- MATERIALS PROVIDED
════════

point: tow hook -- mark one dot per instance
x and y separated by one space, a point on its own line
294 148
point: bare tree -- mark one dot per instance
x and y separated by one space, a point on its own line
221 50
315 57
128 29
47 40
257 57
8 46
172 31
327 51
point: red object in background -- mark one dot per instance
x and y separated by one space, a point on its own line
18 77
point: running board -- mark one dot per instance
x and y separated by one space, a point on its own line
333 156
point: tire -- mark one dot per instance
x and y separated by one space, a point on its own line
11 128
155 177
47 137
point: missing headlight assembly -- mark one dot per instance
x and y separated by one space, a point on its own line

════════

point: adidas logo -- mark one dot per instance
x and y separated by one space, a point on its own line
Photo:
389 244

════════

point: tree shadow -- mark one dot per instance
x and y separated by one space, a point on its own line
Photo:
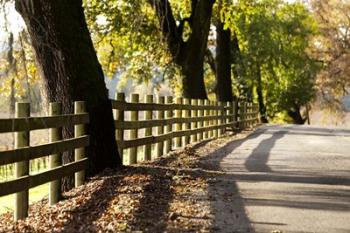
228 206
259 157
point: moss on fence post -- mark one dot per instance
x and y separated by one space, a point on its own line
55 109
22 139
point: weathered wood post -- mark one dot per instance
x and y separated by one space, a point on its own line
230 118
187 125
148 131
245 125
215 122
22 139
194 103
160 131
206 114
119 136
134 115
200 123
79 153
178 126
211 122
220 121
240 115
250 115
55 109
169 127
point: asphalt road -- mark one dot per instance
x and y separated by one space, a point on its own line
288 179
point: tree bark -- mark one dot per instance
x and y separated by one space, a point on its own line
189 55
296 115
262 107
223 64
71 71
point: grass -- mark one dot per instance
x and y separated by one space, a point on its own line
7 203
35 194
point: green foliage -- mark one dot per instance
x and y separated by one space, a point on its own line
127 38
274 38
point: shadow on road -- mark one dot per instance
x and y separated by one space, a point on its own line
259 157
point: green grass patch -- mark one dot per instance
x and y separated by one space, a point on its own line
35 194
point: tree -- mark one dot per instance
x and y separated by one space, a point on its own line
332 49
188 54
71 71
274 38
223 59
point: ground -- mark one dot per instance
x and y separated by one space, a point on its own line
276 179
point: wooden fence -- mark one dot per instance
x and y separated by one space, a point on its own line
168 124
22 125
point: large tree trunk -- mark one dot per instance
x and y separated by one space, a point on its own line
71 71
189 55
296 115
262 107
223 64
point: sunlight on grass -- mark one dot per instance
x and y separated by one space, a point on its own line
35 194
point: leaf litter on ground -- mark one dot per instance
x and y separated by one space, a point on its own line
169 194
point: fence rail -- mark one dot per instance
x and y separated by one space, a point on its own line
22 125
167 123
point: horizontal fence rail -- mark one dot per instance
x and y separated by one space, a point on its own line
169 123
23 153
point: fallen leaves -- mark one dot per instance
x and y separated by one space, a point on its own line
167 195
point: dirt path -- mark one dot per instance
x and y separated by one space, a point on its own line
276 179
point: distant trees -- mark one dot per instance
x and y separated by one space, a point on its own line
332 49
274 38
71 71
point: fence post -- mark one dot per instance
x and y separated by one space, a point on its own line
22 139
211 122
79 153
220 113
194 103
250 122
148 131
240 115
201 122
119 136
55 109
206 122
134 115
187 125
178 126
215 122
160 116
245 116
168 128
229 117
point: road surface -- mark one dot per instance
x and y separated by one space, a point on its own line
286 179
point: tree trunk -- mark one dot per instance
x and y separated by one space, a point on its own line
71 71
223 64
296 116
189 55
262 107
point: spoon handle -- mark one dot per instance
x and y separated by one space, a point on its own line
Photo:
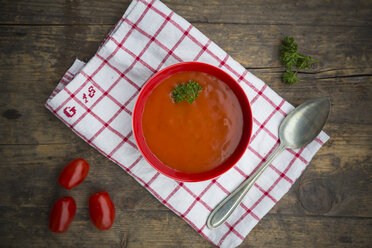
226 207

════════

Which lines of the material above contain the word "grass"? Show each of those lines in full, and treat uppercase and lowercase as different.

- EXPECTED ANSWER
point: grass -- mark one dot per instance
point: green grass patch -- mark one dot per instance
point: sunlight on grass -- mark one dot per instance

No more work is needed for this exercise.